→ Given data:
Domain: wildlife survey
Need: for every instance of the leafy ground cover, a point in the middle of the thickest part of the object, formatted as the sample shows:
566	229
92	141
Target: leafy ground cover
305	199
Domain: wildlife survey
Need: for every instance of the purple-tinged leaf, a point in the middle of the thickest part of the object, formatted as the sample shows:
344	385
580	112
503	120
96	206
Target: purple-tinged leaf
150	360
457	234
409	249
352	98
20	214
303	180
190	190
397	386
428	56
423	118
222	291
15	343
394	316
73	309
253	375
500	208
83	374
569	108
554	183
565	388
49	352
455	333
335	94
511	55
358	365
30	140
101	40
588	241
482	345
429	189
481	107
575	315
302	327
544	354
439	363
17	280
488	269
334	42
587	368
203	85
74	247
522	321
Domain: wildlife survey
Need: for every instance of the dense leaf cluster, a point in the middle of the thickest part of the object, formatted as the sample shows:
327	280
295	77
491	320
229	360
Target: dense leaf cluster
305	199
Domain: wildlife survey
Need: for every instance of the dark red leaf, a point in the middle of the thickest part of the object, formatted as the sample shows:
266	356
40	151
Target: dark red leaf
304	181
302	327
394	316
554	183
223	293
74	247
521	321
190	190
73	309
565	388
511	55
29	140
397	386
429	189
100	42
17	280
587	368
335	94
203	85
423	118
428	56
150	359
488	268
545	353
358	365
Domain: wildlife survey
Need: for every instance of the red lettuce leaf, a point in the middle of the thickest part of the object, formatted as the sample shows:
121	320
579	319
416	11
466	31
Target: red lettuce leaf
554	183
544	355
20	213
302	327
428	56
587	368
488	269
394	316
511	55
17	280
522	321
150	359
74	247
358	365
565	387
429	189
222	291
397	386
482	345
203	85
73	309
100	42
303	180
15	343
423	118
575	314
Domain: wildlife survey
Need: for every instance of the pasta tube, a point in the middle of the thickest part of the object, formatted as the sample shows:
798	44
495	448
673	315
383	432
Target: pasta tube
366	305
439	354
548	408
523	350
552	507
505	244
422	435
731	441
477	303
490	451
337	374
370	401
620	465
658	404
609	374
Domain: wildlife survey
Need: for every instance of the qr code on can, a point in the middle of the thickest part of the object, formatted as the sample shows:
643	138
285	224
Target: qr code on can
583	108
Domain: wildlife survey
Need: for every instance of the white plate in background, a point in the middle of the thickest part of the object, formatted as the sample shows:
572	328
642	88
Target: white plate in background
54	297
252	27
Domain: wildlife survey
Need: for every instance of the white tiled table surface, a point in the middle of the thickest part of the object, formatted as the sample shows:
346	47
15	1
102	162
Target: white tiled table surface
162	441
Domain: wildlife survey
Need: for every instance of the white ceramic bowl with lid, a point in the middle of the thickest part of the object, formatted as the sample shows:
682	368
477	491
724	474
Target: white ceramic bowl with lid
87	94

→ Problem requirements:
Extract the whole listing, character for character.

→ Answer:
Domain: wildlife survey
Need: for every instance of the leafy ground cover, a point in the middle of the thickest part of the object, formatted as the sample shows:
566	229
92	141
Target: leafy ground cover
305	199
Domain: wildlife survey
Need: for every instance of the purple-tinged leaf, a point in the middle of the thickest part of the object, formatted as the sample shows:
344	385
580	112
503	120
96	206
Target: purple-tinged leaf
150	360
457	234
409	249
352	98
20	214
303	180
190	190
397	386
428	56
423	118
222	291
15	343
394	316
73	309
253	375
500	208
83	374
569	108
554	183
565	388
49	352
455	333
335	94
511	55
358	365
30	140
101	40
588	241
482	345
429	189
481	107
575	315
302	327
544	354
439	363
17	280
488	269
334	42
587	368
203	85
74	247
522	321
Domain: wildlife survey
Need: for every instance of the dense leaf cluster, a point in the middle of the thickest part of the object, formatted as the sample shows:
327	280
295	77
491	320
229	360
Target: dense leaf cluster
305	199
Domain: wildlife survey
Need: for every instance of the dark red leaf, a point in the middle of the thickest part of the object, formatted as the sample shows:
266	356
40	151
Target: dark red leaf
304	181
302	327
394	316
554	183
223	293
74	247
521	321
190	190
73	309
565	388
511	55
29	140
397	386
429	189
100	42
17	280
587	368
335	94
203	85
423	118
428	56
150	359
488	268
545	353
358	365
Domain: wildlife survey
Need: for every instance of the red lettuce leaf, a point in the middle of the thickest part of the object, formatted as the sample shows:
121	320
579	319
416	11
466	31
Target: red lettuce leaf
554	183
544	355
20	213
302	327
428	56
587	368
488	269
394	316
511	55
17	280
522	321
150	359
74	247
358	365
565	387
429	189
222	291
397	386
482	345
203	85
73	309
100	42
303	180
15	343
423	118
575	314
Domain: wildlife survey
Need: for every instance of the pasta tube, a point in the middle of the thickest part of the object, formatted as the sample shows:
798	44
495	448
673	315
383	432
Target: pasta tube
366	305
439	354
548	408
523	350
552	507
505	244
422	435
731	441
477	303
490	451
337	374
370	401
620	465
658	404
609	374
Domain: wildlife survey
Need: for every instance of the qr code on can, a point in the middle of the thickest part of the object, formatted as the sample shows:
643	138
285	224
Target: qr code on can
583	108
Domain: wildlife survey
Need: for every instance of the white plate in background, a point in the middle of the thickest part of the object, formatted as the sample shows:
572	328
642	88
Target: white plate in background
54	297
252	27
Domain: wildlife survey
Need: for every instance of the white tiled table surface, a point in the middle of the thickest part of the object, formatted as the sample shows:
346	47
15	1
102	162
Target: white tiled table surface
162	441
Domain: wildlife survey
Need: for every instance of the white ceramic bowl with lid, a point in the middle of the thickest part of the object, formatted as the sample shows:
682	368
477	491
724	474
Target: white ceramic bowl with lid
87	94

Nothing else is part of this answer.